Task requirements. Reproduce every entry below word for word, leaving the pictures out of your copy.

(Coordinate labeling data)
• • • • •

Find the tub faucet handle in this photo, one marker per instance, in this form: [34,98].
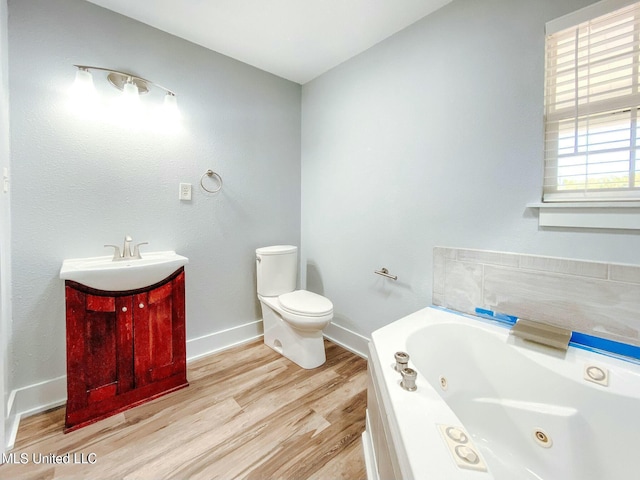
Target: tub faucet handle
[402,360]
[409,376]
[136,249]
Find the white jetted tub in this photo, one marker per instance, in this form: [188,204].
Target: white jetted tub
[492,406]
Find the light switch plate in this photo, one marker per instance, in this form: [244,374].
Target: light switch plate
[185,191]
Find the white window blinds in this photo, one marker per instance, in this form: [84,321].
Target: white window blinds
[592,109]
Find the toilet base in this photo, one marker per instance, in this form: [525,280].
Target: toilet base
[301,347]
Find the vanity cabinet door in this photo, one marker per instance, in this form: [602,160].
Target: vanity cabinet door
[159,333]
[96,344]
[123,348]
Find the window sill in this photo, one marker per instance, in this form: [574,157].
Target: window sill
[608,215]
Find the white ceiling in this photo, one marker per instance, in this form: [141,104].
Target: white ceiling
[294,39]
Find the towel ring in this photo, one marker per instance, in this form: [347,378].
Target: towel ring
[211,173]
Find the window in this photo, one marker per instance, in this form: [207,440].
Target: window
[592,108]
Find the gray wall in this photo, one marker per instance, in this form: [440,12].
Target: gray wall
[432,138]
[78,184]
[5,230]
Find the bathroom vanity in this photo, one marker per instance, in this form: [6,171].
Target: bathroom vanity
[124,348]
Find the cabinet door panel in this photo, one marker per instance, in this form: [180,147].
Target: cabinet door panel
[125,311]
[159,352]
[100,347]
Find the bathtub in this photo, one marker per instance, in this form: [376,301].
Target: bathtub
[518,409]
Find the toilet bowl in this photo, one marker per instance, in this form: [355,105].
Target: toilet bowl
[293,319]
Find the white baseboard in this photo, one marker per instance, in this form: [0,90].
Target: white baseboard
[36,398]
[352,341]
[42,396]
[218,341]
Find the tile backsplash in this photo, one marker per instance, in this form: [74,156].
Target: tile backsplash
[600,299]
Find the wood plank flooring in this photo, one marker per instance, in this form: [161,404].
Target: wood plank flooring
[249,413]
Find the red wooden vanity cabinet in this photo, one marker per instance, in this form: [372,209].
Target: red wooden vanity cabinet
[123,348]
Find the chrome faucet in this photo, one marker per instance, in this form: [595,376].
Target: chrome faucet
[126,250]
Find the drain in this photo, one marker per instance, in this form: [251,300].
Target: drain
[542,438]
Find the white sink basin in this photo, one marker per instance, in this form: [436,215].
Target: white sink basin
[103,273]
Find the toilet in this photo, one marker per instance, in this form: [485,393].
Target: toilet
[293,319]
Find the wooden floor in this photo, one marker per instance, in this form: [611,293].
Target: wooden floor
[248,413]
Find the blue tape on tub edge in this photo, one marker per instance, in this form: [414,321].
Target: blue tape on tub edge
[502,317]
[579,340]
[607,345]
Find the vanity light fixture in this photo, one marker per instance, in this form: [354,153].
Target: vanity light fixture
[132,86]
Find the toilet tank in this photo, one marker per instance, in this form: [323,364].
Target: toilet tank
[276,269]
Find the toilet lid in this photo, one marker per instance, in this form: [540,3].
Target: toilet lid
[303,302]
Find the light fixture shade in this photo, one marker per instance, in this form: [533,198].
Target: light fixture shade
[126,109]
[130,92]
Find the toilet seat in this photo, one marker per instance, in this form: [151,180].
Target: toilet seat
[305,303]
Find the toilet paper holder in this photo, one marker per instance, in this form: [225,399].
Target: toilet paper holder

• • • • •

The reply.
Find the tub faucet handle in this photo, one marker per instance, in this form: [34,98].
Target: tub faucet handle
[402,360]
[409,376]
[136,249]
Find the white jetted tub in this photo, one marker per instance, in this form: [188,204].
Target: white jetted tub
[492,406]
Find the light switch plate in this photo, one marker per instance, in this form: [244,374].
Target: light switch plate
[185,191]
Find the white window blinds in this photo, one marker per instance, in this form: [84,321].
Target: white window blinds
[592,109]
Find the toilet base in this photo, one marker per instance, in this form: [525,280].
Target: toilet base
[301,347]
Find the vanity cabinet door in this photo, one marker per instance, in this form: [602,160].
Target: vanity cabinet door
[159,333]
[96,344]
[123,348]
Find the window sill in this photo, one marker per instance, in this form: [574,157].
Target: window sill
[608,215]
Find the white ceiling in this photo, one marker per instance, in this form: [141,104].
Target: white ceiling
[294,39]
Find the towel ring in this photo, one marker per instance, in this form: [347,378].
Target: towel ring
[211,173]
Find the window in this photo, one marker per instance, in this form: [207,440].
Target: window
[592,108]
Find the gray wall in this photo, one marker per instance, in this form: [440,12].
Target: gray wall
[432,138]
[78,184]
[5,230]
Find the bathroom vanity in this photo, one marker per instance, in this form: [6,171].
Target: bathroom vanity
[124,348]
Find the cabinet door panel in this photo, one marker per instance, in this form: [180,147].
Target: cabinet door panel
[125,311]
[159,352]
[100,347]
Find the bathtub in this photo, one marker per instance, in this form: [376,301].
Target: bathtub
[518,409]
Find the toilet bowl in this photo, one marker per instance, in this form: [355,105].
Target: toilet bowl
[293,319]
Find the white baseboard in this photo, one marker per instance, in this form: [0,90].
Target: white baseboard
[36,398]
[352,341]
[42,396]
[218,341]
Find the tile backsplash in this photo, one marker per instance, in this form: [74,156].
Target: tile backsplash
[600,299]
Find the wood plank flooring in this photo, one marker per instance, in this form: [161,404].
Target: wood plank flooring
[249,413]
Find the red wooden vanity cabinet in this photo, one marker per instance, in this form: [372,209].
Target: red wooden vanity cabinet
[123,348]
Find the chrome faucet in this photo, one marker per instance, in this form: [595,376].
Target: chrome faucet
[126,250]
Find the drain in this photo, one marker per instance, in this form: [251,300].
Target: drain
[542,438]
Find the white sink basin in this photo, one marker per instance, in this form: [436,215].
Target: white sink basin
[103,273]
Find the toilet in this photo, one marker per instance, in this form: [485,393].
Target: toilet
[293,319]
Find the wooden floor in this photo, one marker per instance, in this form: [611,293].
Target: wooden floor
[248,413]
Find the blue tape on tub edge in this photo, one marker per instance, in this form: [414,321].
Target: blue tape on tub edge
[502,317]
[579,340]
[607,345]
Find the vanity light fixture in this photo, one marker per instance, in this form: [354,153].
Target: vanity light fixture
[132,86]
Find the toilet tank in this photo, one marker per instance, in this form: [323,364].
Target: toilet tank
[276,269]
Find the toilet lid in this photo, one marker per instance, in this form: [540,3].
Target: toilet lid
[303,302]
Find the light fixture shade in this photo, one marker per instance, in this form: [533,198].
Target: light fixture shade
[126,109]
[130,92]
Find the toilet seat in this photo, one marker per instance, in this form: [151,180].
Target: toilet seat
[305,303]
Find the toilet paper holder in this photo, one marker per instance, in this form: [225,399].
Target: toilet paper holder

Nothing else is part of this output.